** Exercise requirements **
Copy out every line of the records below, requests included. Shift each coordinate in the answers by adding 117, and leave the numbers in the requests as they are.

** Records of labeled points **
········
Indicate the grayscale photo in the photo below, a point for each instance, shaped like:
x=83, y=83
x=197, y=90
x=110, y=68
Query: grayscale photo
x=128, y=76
········
** Response **
Indicate the grayscale photo in the photo below, a point for each instance, shaped like:
x=83, y=83
x=197, y=90
x=110, y=68
Query: grayscale photo
x=245, y=193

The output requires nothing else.